**WHAT NEEDS TO BE DONE**
Write out all of the data without omission, exactly as shown.

Rows from a pointing dataset:
>> BEGIN

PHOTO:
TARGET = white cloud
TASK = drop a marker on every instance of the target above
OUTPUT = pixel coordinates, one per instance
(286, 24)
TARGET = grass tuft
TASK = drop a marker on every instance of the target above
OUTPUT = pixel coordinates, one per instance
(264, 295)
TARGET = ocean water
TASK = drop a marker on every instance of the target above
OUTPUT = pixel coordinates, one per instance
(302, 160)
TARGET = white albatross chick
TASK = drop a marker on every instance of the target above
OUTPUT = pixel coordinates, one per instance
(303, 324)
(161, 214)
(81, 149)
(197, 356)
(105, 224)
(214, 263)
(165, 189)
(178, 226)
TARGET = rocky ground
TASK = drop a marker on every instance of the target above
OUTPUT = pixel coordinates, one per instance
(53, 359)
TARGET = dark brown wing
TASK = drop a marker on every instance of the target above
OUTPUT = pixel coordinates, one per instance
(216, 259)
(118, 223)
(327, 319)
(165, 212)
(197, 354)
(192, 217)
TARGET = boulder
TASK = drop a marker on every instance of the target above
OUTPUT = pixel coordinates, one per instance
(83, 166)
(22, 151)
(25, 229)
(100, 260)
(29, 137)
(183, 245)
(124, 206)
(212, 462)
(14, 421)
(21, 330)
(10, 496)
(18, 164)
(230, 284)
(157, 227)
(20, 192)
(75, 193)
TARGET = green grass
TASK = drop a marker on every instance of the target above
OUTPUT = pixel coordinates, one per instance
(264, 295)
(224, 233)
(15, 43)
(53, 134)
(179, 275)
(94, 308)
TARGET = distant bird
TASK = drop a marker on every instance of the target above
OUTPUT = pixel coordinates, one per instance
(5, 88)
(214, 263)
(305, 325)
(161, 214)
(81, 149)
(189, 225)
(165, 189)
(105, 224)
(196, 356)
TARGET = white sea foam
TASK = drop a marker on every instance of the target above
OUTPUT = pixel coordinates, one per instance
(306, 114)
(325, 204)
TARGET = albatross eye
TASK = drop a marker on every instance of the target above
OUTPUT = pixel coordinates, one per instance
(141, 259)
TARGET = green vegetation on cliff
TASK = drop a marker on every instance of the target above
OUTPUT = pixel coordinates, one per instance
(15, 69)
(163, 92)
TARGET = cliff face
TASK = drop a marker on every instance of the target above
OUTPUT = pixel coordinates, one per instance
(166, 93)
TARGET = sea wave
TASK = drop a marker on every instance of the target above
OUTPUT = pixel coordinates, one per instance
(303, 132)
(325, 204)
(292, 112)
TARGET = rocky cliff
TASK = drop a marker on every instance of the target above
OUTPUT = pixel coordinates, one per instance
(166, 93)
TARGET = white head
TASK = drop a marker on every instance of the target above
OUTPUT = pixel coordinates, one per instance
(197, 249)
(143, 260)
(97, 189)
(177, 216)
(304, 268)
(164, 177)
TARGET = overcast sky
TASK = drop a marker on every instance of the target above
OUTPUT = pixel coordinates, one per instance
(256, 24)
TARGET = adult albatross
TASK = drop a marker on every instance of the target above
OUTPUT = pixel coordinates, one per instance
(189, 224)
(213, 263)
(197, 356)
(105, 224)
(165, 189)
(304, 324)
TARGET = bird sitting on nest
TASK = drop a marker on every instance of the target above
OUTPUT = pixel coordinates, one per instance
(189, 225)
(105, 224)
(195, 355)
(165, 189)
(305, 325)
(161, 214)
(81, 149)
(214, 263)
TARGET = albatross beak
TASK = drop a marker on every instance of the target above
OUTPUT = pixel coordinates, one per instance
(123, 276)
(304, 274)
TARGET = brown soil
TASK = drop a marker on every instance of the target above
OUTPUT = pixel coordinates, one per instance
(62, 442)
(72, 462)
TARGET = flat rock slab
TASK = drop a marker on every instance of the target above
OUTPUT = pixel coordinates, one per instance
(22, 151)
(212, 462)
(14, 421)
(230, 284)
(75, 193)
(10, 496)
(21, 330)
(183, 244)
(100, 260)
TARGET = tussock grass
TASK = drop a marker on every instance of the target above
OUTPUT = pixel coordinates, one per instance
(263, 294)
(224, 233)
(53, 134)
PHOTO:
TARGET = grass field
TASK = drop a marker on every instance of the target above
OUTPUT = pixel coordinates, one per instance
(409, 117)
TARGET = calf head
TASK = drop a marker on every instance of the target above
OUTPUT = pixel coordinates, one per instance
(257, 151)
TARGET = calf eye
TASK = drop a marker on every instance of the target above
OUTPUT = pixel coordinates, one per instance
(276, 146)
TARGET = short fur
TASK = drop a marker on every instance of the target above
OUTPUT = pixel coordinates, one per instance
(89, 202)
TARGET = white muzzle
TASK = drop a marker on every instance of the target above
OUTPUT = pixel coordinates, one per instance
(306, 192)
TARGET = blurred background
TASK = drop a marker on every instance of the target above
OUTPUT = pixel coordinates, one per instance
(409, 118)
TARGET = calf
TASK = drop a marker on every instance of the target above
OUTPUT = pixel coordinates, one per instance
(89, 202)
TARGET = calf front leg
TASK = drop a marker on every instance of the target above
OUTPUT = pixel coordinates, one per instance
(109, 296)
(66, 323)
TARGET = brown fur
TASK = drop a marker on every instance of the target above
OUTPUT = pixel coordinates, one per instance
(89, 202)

>> END

**REPLY**
PHOTO:
TARGET = white cloud
TASK = drop a marker on every instance of the target above
OUTPUT = pixel coordinates, one per instance
(286, 24)
TARGET = grass tuft
TASK = drop a marker on every instance of the target above
OUTPUT = pixel coordinates, one per instance
(264, 295)
TARGET = ocean water
TASK = drop a marker on every instance of the target above
OUTPUT = pixel coordinates, one per instance
(302, 160)
TARGET = white albatross chick
TASK = drop a marker on every instance of the target above
OUTPUT = pixel coordinates, one per instance
(303, 324)
(161, 214)
(81, 149)
(197, 356)
(105, 224)
(214, 263)
(165, 189)
(178, 226)
TARGET = rocky ground
TASK = drop a marker on every instance of the target above
OUTPUT = pixel coordinates, one per instance
(53, 359)
TARGET = dark brown wing
TASK = drop a marker on every instance of the target above
OUTPUT = pixel coordinates, one per instance
(216, 259)
(118, 223)
(327, 319)
(165, 212)
(197, 354)
(192, 217)
TARGET = boulder
TASK = drop a marker on every instance of the target above
OUTPUT = pixel coordinates, one per instance
(83, 166)
(22, 151)
(25, 229)
(100, 260)
(29, 137)
(183, 245)
(124, 206)
(212, 462)
(14, 421)
(21, 330)
(10, 496)
(18, 164)
(230, 284)
(157, 227)
(20, 192)
(75, 193)
TARGET = green grass
TASK = drop a marker on every instance of the target above
OUTPUT = pixel coordinates, one per instance
(264, 295)
(224, 233)
(15, 43)
(53, 134)
(179, 275)
(94, 308)
TARGET = distant bird
TASK = drop a marker on every instance of the target above
OUTPUT = pixel coordinates, one per instance
(5, 88)
(214, 263)
(305, 325)
(161, 214)
(81, 149)
(189, 225)
(165, 189)
(105, 224)
(196, 356)
TARGET = white sea foam
TASK = drop a marker on every instance of the target above
OUTPUT = pixel coordinates, one per instance
(306, 114)
(325, 204)
TARGET = albatross eye
TASK = drop a marker on every instance of the target above
OUTPUT = pixel coordinates, one per instance
(141, 259)
TARGET = green vegetation on cliff
TASK = drop a marker on every instance of the target above
OUTPUT = pixel coordinates, one per instance
(15, 69)
(163, 92)
TARGET = cliff face
TASK = drop a marker on every instance of the target above
OUTPUT = pixel coordinates, one per instance
(166, 93)
TARGET = sea wave
TASK = drop a marker on every instance of the target above
OUTPUT = pixel coordinates, one per instance
(303, 132)
(325, 204)
(292, 112)
TARGET = rocky cliff
TASK = drop a marker on every instance of the target above
OUTPUT = pixel coordinates, one per instance
(166, 93)
TARGET = white head
TASK = drop a marker on every instance of the target above
OUTPUT = pixel coordinates, one per instance
(197, 249)
(143, 260)
(97, 189)
(177, 216)
(304, 268)
(164, 177)
TARGET = overcast sky
TASK = drop a marker on every instance of the target above
OUTPUT = pixel coordinates, one per instance
(256, 24)
TARGET = adult albatross
TASK = drop a marker on every instance of the target above
OUTPUT = pixel coordinates, one per instance
(189, 224)
(213, 263)
(197, 356)
(105, 224)
(165, 189)
(304, 324)
TARGET = bird sitting on nest
TASK = drop a marker on every instance of the target above
OUTPUT = pixel coordinates, one per instance
(189, 225)
(105, 224)
(195, 355)
(165, 189)
(305, 325)
(161, 214)
(81, 149)
(214, 263)
TARGET = albatross beak
TASK = drop a marker on every instance of the target above
OUTPUT = pixel coordinates, one per instance
(123, 276)
(304, 274)
TARGET = brown soil
TASK = drop a marker on every instance of the target above
OUTPUT = pixel coordinates, one per instance
(62, 442)
(72, 462)
TARGET = flat rock slab
TASK = drop a marker on every instance of the target above
OUTPUT = pixel coordinates, one per instance
(22, 151)
(212, 462)
(14, 421)
(230, 284)
(75, 193)
(10, 496)
(21, 330)
(183, 244)
(100, 260)
TARGET = tussock grass
TASK = drop a marker on every instance of the target above
OUTPUT = pixel coordinates, one per instance
(263, 294)
(224, 233)
(53, 134)
PHOTO:
TARGET = grass field
TASK = drop a marker on every instance of the target above
OUTPUT = pixel coordinates, one per instance
(409, 117)
TARGET = calf head
TASK = drop a marker on every instance of the target above
OUTPUT = pixel coordinates, one per instance
(257, 151)
TARGET = calf eye
TASK = drop a marker on every instance of the target above
OUTPUT = pixel coordinates, one per instance
(276, 146)
TARGET = short fur
TASK = drop a marker on every instance of the target above
OUTPUT = pixel coordinates, one per instance
(89, 202)
TARGET = white muzzle
TASK = drop a marker on every instance of the target above
OUTPUT = pixel coordinates, one per instance
(306, 192)
TARGET = blurred background
TASK = drop a marker on every instance of the target above
OUTPUT = pixel coordinates, one per instance
(409, 118)
TARGET = calf
TASK = drop a marker on every instance of the target above
OUTPUT = pixel coordinates, one per instance
(89, 202)
TARGET = calf front leg
TASK = drop a marker on every instance of the target above
OUTPUT = pixel coordinates, one per instance
(109, 296)
(66, 323)
TARGET = brown fur
TASK = drop a marker on every instance of the target above
OUTPUT = pixel coordinates, one per instance
(89, 202)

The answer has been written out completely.